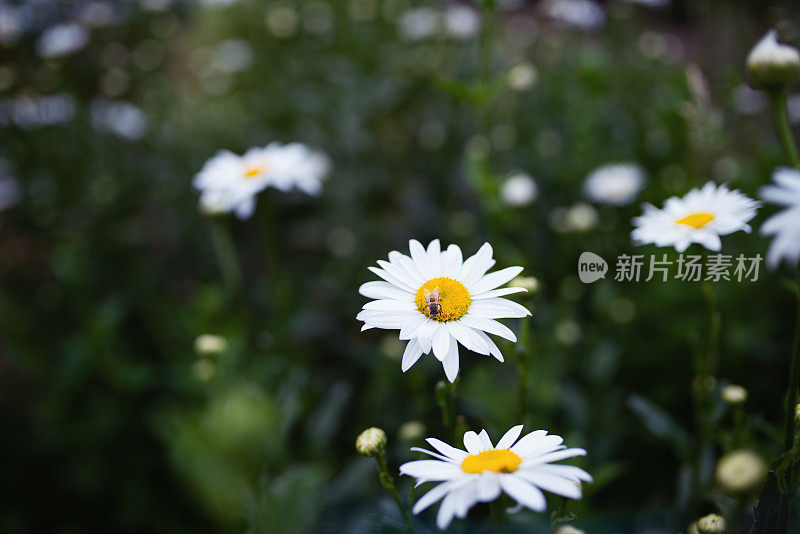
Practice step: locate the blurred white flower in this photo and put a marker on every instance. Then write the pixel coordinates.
(62, 40)
(771, 64)
(701, 216)
(233, 55)
(10, 25)
(584, 15)
(30, 112)
(437, 301)
(522, 77)
(521, 468)
(519, 190)
(461, 22)
(649, 3)
(784, 226)
(98, 14)
(615, 184)
(229, 182)
(417, 24)
(123, 119)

□ □ □

[WHAT YOU NEED TO DO] Copy the text of the records above word for word, without the pictures.

[COMPLETE OUTPUT]
Practice step: locate the blurred white flower in this photo and put a marker on every instance. Then write the pixel coordinates.
(62, 40)
(771, 64)
(701, 216)
(233, 55)
(10, 25)
(584, 15)
(30, 112)
(437, 301)
(522, 77)
(521, 468)
(519, 190)
(461, 22)
(649, 3)
(784, 226)
(98, 14)
(615, 184)
(229, 182)
(417, 24)
(123, 119)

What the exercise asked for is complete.